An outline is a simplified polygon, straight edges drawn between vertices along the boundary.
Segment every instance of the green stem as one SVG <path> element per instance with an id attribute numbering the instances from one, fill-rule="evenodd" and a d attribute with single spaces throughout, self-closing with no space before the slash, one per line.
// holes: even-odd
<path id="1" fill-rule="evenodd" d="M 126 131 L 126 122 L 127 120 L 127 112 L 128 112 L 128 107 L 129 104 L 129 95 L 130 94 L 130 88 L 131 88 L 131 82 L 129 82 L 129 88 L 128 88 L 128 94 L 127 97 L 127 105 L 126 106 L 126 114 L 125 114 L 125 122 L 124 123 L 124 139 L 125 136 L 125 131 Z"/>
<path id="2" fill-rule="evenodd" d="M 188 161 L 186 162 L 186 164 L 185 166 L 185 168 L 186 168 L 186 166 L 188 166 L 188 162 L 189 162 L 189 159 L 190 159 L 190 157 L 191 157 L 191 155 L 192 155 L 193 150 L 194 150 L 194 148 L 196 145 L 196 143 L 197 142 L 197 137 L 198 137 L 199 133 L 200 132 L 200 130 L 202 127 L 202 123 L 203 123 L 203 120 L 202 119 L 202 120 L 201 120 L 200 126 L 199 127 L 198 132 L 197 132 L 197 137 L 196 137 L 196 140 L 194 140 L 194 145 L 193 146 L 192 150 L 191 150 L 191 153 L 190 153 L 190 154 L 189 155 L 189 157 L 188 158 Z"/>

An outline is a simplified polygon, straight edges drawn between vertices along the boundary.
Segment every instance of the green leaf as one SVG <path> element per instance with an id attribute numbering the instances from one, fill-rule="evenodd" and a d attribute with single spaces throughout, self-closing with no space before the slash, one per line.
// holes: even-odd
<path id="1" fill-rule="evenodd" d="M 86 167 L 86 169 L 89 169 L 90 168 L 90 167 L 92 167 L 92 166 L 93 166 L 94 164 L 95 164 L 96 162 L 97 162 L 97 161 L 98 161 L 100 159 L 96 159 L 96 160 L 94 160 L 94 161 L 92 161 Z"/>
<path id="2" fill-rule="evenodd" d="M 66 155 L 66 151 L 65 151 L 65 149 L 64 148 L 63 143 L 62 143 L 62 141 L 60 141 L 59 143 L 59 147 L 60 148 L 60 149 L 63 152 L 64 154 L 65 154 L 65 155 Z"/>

☆ ☆ ☆ ☆ ☆

Starting at the beginning of the material above and ending at the line that contains "126 131 L 126", write every line out again, requests included. Multiply each vertex coordinate in the answers by 0.8 and round it to a whole number, with halves rounded up.

An outline is a simplified polygon, straight edges drawn between vertices along the boundary.
Segment every instance of the green stem as one SVG <path> element per instance with an id attribute numbering the instances from one, fill-rule="evenodd" and a d attribute with single spaces throughout, self-closing with no space before the slash, one per line.
// holes: even-odd
<path id="1" fill-rule="evenodd" d="M 101 105 L 101 98 L 102 96 L 102 90 L 102 90 L 102 86 L 103 83 L 103 76 L 104 75 L 104 70 L 105 70 L 105 66 L 103 66 L 103 70 L 102 70 L 102 75 L 102 78 L 102 84 L 101 85 L 101 91 L 100 91 L 100 98 L 99 98 L 99 111 L 100 109 L 100 105 Z"/>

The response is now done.